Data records
=======
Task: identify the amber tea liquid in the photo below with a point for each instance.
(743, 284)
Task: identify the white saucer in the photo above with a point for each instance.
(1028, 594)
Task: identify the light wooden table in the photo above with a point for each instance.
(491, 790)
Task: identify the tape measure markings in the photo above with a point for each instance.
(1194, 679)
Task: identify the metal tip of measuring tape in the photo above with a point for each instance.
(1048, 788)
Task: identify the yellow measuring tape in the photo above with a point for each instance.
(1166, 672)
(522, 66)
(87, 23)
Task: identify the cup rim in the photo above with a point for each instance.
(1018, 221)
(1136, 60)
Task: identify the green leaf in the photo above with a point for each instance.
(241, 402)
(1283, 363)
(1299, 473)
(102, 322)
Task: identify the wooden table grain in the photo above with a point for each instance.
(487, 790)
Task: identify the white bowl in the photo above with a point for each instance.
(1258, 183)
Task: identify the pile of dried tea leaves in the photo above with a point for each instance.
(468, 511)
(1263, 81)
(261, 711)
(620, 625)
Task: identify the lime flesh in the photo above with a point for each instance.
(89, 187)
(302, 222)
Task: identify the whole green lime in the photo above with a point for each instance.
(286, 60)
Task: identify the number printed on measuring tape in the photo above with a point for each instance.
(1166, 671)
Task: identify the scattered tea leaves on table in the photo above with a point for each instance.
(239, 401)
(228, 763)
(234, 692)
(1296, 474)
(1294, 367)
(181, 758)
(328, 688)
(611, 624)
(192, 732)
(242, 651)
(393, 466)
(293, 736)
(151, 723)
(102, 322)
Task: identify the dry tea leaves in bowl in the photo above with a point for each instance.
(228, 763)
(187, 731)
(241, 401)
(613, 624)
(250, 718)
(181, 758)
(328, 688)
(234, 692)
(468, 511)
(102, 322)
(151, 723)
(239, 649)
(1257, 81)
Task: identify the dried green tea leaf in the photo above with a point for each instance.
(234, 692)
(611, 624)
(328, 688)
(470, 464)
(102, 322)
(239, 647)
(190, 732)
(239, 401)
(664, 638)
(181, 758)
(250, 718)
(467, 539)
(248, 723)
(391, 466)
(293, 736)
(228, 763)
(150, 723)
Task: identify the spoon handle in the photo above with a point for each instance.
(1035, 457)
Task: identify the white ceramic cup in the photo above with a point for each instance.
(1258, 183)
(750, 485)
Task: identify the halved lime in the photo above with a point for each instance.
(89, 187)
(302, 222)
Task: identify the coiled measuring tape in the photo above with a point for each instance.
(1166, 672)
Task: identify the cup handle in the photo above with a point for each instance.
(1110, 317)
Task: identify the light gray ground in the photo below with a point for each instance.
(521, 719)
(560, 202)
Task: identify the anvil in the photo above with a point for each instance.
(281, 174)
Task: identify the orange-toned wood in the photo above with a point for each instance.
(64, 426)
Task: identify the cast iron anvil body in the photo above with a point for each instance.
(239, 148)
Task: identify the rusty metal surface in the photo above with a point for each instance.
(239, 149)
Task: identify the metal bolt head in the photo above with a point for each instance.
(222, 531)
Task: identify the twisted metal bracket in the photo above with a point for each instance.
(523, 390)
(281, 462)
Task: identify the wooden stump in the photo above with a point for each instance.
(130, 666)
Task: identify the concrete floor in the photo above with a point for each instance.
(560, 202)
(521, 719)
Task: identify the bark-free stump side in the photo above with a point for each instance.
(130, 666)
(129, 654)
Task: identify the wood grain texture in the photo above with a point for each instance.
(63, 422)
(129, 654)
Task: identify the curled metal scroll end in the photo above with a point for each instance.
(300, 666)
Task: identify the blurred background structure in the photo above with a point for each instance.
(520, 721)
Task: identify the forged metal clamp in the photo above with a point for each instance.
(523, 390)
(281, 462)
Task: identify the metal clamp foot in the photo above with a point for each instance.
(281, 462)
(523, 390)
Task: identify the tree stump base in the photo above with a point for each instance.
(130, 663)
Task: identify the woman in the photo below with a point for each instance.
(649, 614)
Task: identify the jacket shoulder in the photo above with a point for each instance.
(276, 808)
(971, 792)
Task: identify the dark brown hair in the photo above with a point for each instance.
=======
Requirements
Write out every entry again exactly, please, with nothing missing.

Correct output
Task: identify the amber tea liquid in the photo below with a point for each instance.
(743, 284)
Task: identify the white saucer in the photo above with a point for each instance.
(1028, 594)
Task: identify the light wooden table in the photo above with a point for each instance.
(491, 790)
Task: identify the tape measure markings in the photo above with a point for each instance.
(1194, 679)
Task: identify the metal tip of measuring tape in the photo above with a point for each instance.
(1048, 788)
Task: identify the yellow measuring tape in the photo above with a point for each instance.
(1166, 672)
(522, 66)
(87, 23)
Task: identify the cup rim in the photo above with a point for each instance.
(1018, 221)
(1136, 60)
Task: identify the green leaf in the photo above with a point for each instance.
(241, 402)
(1283, 363)
(1299, 473)
(102, 322)
Task: identify the wooden table grain in the photo above with a point for each instance.
(487, 790)
Task: identify the white bowl in the photo above with a point for each instance.
(1258, 183)
Task: identify the pile of dried tea leaves in the photo above with a point for each instance.
(468, 511)
(1263, 81)
(261, 711)
(620, 625)
Task: identify the lime flesh in the photo above with a point for each instance.
(89, 187)
(302, 222)
Task: identify the whole green lime in the photo above with a point for each instance.
(286, 60)
Task: identify the number printed on measuring tape in the photo above with a point for each instance.
(1166, 671)
Task: identify the scattered tea leaves on table in the photo above with a point for each instance.
(239, 401)
(228, 763)
(234, 692)
(1296, 474)
(1294, 367)
(181, 758)
(328, 688)
(611, 624)
(192, 732)
(242, 651)
(393, 466)
(293, 736)
(151, 723)
(102, 322)
Task: identify the dry tea leaves in bowl in the photo above with a point for each instance.
(228, 763)
(187, 731)
(241, 401)
(613, 624)
(250, 718)
(181, 758)
(328, 688)
(234, 692)
(468, 511)
(102, 322)
(151, 723)
(239, 649)
(1257, 81)
Task: identify the dried green tea leaf in the photo above with a point for each instance.
(234, 692)
(611, 624)
(328, 688)
(470, 464)
(102, 322)
(239, 647)
(190, 732)
(239, 401)
(664, 638)
(181, 758)
(250, 718)
(467, 539)
(248, 723)
(391, 466)
(293, 736)
(228, 763)
(150, 723)
Task: identify the spoon handle in the photo above with a point for each instance.
(1035, 457)
Task: identify the white ceramic cup in the photo above with a point for each instance.
(1258, 183)
(750, 485)
Task: identify the halved lime in the photo above with a point for each instance.
(89, 187)
(302, 222)
Task: identify the coiled measuring tape in the photo above with a point for each instance.
(1166, 672)
Task: identify the cup handle in the photo above with a point for each instance.
(1110, 317)
Task: identify the light gray ground in the photo below with a point for each instance.
(521, 719)
(560, 202)
Task: identify the anvil in the photo above with a point for each instance.
(281, 174)
Task: identify the orange-toned wood in the photo above with a point for each instance.
(64, 426)
Task: identify the cast iron anvil body in the photo above with a point for each instance.
(239, 148)
Task: identify the rusty metal surface in the photo above with a point for each instance.
(239, 149)
Task: identify the metal bolt head in the photo above with a point for each instance.
(222, 531)
Task: identify the twisted metal bracket in the photo above with a point for each instance.
(523, 390)
(281, 462)
Task: identify the wooden stump in the photo above with a point for each instance.
(130, 666)
Task: identify the concrete floor in the photo above with a point for each instance.
(560, 202)
(521, 719)
Task: identify the bark-free stump side in the photo above with a point for each instance.
(130, 666)
(129, 654)
Task: identify the wood grain texture in the photo above with a point for each instance.
(63, 422)
(129, 654)
Task: identify the curled metal scroll end in the photo above with a point for each instance.
(300, 666)
Task: identify the blurred background structure in the photo above with a point for each instance.
(520, 721)
Task: identify the forged metal clamp in the photo above with a point for each instance.
(523, 390)
(281, 462)
Task: identify the metal clamp foot in the photo above with a point for each instance.
(281, 462)
(523, 390)
Task: identify the tree stump base in the photo above with a point for each instance.
(130, 663)
Task: identify the woman in the photo below with a point for each instance.
(649, 614)
Task: identify the jacket shoulder in the photo above with a point for each instance.
(276, 808)
(971, 792)
Task: identify the dark brown hair in the photo above with a point for each instance.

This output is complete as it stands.